Plusieurs militants de la cause berbère ne sont plus de ce monde. La relève est-elle vraiment assurée ?

L’Académie berbère avait été durant une dizaine d’années le foyer de toute une génération de militants amazighs mobilisés pour la défense et la réhabilitation de la langue et de l’identité amazighes dans les pays de l’Amazighie. Le premier travail de vulgarisation de l’histoire, de sensibilisation et de conscientisation des populations par la diffusion de l’alphabet Tifinnegh a été principalement l’oeuvre de cette Académie « Agraw Imazighen » de Paris, de l’Académie Berbère de Roubaix fondée par moi-même en 1971 ainsi que de l’Union du Peuple Amazigh (UPA) fondée en 1974 par le grand militant, regretté et ami Amar Neggadi.

**Données enregistrées:**
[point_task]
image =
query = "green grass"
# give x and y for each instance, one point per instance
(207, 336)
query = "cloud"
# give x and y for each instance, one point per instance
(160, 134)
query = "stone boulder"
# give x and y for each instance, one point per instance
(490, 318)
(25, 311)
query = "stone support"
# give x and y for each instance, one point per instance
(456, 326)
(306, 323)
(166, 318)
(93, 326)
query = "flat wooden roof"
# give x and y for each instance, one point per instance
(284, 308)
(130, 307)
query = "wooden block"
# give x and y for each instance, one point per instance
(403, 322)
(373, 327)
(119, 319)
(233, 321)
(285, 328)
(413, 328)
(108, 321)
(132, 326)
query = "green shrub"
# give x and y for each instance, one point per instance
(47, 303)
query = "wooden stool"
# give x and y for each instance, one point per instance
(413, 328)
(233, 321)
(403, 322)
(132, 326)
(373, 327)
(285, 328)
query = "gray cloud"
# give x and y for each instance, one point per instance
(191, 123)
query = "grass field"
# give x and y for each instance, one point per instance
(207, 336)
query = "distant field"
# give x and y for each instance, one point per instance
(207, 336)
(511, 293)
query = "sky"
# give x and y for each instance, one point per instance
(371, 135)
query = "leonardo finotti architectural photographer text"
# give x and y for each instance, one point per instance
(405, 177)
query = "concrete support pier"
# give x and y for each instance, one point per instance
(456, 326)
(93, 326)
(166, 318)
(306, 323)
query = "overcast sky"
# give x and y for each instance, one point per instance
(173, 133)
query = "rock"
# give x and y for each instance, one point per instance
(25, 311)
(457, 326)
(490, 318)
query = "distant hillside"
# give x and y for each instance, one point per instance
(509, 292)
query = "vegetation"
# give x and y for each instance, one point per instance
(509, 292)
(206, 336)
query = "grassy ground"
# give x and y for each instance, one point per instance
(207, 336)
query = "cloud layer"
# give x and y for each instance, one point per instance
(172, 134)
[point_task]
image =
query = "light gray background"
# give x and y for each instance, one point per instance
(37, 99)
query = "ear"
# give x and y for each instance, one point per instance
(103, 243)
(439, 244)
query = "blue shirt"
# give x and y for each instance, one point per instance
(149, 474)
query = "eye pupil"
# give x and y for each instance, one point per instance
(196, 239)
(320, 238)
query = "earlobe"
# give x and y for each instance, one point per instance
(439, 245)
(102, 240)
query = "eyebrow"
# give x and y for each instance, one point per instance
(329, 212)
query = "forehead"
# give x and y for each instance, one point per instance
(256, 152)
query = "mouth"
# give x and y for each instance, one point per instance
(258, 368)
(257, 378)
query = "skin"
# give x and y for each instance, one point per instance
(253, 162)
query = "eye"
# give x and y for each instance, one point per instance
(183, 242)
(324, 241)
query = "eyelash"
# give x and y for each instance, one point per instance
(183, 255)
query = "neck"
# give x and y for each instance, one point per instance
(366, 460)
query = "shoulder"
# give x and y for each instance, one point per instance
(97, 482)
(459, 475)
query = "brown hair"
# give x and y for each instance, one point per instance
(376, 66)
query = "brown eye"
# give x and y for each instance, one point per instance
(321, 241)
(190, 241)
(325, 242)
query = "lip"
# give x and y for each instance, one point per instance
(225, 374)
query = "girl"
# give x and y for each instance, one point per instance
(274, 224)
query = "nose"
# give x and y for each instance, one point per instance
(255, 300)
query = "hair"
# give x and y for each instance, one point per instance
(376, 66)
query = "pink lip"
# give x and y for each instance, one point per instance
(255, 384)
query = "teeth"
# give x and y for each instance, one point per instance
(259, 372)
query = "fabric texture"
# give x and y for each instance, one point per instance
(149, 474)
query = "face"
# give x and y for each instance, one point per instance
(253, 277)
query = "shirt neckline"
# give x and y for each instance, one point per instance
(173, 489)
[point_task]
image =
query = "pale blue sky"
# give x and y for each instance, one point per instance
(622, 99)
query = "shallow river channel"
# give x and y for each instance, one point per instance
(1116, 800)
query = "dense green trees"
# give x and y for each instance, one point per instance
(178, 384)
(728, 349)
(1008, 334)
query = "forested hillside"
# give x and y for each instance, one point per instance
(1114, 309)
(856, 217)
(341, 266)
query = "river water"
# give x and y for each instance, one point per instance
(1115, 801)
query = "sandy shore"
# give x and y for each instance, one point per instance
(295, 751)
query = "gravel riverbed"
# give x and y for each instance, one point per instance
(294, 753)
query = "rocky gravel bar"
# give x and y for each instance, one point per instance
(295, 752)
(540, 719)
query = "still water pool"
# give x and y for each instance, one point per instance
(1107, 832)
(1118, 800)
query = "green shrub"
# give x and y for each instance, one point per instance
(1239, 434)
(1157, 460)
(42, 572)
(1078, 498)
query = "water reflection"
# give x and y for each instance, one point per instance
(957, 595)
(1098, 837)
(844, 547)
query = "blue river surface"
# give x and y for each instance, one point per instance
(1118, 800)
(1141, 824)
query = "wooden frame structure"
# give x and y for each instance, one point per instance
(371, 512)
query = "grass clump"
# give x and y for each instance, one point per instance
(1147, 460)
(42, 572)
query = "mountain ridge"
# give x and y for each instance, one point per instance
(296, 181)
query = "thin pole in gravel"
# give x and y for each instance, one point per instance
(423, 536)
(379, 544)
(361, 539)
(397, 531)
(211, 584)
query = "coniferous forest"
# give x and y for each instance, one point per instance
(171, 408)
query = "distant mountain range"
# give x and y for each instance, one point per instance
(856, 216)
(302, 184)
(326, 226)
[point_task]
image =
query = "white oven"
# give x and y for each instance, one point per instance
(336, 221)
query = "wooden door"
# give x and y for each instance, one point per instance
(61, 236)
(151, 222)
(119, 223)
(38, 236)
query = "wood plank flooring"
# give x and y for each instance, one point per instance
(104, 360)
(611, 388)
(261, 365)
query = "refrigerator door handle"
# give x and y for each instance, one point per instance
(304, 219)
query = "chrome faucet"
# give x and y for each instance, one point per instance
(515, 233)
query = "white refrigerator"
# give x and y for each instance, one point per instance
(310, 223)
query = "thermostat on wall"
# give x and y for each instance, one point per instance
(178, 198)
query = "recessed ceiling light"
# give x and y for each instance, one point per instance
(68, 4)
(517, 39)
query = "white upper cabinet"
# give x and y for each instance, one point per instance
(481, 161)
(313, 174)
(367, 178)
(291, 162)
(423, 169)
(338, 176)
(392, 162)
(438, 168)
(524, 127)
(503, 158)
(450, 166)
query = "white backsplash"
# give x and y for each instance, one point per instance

**Travail à faire:**
A) Relevez toutes les organisations nommées dans le texte sur la cause berbère.
B) Reprenez le texte sur la cause berbère à la suite de sa dernière phrase.
Les données ne servent à rien ici.

**Résultats finaux:**
A)
- L’Académie berbère « Agraw Imazighen » de Paris
- L’Académie Berbère de Roubaix
- L’Union du Peuple Amazigh (UPA)

B)
Aujourd’hui, nous pouvons dire que cette Académie avec les autres organisations ont rempli leur mission avec succès. C’était le pot de terre contre le pot de fer. Face aux menaces et aux pressions incessantes, les premiers militants ont accompli avec courage et dignité la tâche de sensibilisation et de réhabilitation de l’identité, de la langue amazighes et de l’alphabet Tifinagh. Ce travail militant a engendré le printemps berbère de 1980 qui demeure l’un des événements majeurs de l’Algérie indépendante.

Grâce à ce travail désintéressé de sensibilisation et de conscientisation, les Amazighs se sont forgés aujourd’hui une mémoire et une identité commune qui s’étend de l’Egypte aux Iles Canaries, du nord de l’Algérie au sud du Niger.

L’espoir est permis. Création du HCA en 1994 en Algérie et de l’IRCAM en 2002 au Maroc. Suite aux grandes manifestations de Rabat, Marrakech et Agadir le 20 février dernier, le jeune roi Mohamed VI vient de déclarer le changement de la Constitution avec la prise en charge officielle de l’amazighité.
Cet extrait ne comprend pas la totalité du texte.